## Task input
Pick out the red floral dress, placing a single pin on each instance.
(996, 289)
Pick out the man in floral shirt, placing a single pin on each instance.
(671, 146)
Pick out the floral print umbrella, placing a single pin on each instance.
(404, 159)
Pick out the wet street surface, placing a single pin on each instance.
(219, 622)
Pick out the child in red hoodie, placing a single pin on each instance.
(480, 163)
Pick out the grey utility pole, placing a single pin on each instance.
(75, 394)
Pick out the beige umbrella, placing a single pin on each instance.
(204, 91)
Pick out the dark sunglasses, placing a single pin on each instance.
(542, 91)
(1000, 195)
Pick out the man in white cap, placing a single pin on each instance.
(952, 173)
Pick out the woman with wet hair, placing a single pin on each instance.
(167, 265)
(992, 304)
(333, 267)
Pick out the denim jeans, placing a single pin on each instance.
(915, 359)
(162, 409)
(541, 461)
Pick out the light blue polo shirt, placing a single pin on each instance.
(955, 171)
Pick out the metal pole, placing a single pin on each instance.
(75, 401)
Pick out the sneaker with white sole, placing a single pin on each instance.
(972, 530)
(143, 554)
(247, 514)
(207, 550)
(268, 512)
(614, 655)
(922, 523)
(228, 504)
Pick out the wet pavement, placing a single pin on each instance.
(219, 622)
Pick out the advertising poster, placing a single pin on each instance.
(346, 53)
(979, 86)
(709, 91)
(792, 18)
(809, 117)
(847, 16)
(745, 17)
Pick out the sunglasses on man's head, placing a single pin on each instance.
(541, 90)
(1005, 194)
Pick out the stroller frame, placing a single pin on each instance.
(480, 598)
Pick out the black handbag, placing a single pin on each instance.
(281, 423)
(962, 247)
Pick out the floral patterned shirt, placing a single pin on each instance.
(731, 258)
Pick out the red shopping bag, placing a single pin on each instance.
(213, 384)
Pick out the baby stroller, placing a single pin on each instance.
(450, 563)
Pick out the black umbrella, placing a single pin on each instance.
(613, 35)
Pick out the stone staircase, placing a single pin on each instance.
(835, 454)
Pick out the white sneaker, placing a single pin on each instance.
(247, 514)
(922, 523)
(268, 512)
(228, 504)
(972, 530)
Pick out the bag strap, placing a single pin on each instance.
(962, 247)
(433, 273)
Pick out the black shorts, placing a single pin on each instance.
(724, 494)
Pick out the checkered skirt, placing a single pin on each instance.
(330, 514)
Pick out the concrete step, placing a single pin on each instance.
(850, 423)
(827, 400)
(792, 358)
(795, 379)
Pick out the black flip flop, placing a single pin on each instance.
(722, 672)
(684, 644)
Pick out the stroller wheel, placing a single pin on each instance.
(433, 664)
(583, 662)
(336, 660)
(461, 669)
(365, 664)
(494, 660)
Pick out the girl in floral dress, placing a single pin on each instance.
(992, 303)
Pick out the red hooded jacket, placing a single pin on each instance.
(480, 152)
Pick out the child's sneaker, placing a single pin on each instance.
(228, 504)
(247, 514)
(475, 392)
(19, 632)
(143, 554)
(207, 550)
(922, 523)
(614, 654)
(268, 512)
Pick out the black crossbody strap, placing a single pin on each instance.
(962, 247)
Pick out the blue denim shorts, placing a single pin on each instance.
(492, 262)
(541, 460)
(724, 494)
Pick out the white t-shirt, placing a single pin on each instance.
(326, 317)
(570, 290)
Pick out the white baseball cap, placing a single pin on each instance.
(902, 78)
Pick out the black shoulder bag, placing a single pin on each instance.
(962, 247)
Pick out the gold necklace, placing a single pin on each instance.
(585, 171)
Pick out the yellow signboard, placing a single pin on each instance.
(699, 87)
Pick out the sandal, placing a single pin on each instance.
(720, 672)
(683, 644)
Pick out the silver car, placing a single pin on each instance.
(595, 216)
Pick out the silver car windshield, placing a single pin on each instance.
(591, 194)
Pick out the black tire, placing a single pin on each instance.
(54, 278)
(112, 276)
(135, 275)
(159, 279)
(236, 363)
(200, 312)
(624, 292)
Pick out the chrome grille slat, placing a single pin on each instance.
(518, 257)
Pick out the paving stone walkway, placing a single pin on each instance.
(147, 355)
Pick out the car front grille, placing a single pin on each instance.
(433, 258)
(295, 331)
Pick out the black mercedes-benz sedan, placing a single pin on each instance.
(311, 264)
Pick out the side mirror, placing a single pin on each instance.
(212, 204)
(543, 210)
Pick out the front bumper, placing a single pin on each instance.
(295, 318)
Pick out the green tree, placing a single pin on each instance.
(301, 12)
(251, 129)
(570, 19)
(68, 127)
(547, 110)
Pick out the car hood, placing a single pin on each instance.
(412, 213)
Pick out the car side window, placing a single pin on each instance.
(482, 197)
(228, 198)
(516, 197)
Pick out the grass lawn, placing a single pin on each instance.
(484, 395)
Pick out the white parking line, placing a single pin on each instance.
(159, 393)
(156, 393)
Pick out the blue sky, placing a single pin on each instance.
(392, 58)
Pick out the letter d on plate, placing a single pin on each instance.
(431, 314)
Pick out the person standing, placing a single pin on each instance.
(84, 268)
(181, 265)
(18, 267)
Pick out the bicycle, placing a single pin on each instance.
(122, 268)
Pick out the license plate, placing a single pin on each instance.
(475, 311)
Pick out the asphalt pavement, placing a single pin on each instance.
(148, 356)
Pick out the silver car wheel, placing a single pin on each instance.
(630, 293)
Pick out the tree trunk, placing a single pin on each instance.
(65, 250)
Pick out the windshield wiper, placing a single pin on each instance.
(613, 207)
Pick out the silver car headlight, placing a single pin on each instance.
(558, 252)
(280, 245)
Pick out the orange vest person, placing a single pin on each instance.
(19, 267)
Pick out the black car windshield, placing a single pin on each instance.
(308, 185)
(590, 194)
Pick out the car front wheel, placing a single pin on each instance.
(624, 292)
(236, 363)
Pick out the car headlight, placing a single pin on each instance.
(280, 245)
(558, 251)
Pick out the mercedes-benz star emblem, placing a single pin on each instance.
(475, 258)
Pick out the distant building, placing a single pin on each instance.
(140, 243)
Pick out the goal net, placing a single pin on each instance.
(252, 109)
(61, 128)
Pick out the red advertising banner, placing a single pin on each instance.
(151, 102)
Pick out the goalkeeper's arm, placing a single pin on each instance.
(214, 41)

## Instructions for the task
Each line from the one containing "Pick out the black car" to the final line of the entries above must be returned exactly, and no other line may appear.

## Response to the exercise
Pick out the black car windshield, placing a single pin on each instance.
(308, 185)
(590, 194)
Pick out the car front wheel, placing a single pin on each instance.
(624, 292)
(236, 363)
Pick out the car headlight, placing a single pin on each instance.
(280, 245)
(558, 251)
Pick out the mercedes-benz star emblem, placing a single pin on each instance.
(475, 258)
Pick out the distant building, placing a single pin on each instance.
(140, 243)
Pick out the goal net, placing a single pin on each instance.
(252, 109)
(61, 128)
Pick out the red advertising banner, placing a single pin on each instance.
(151, 102)
Pick out the goalkeeper's arm, placing a single pin on each instance.
(214, 41)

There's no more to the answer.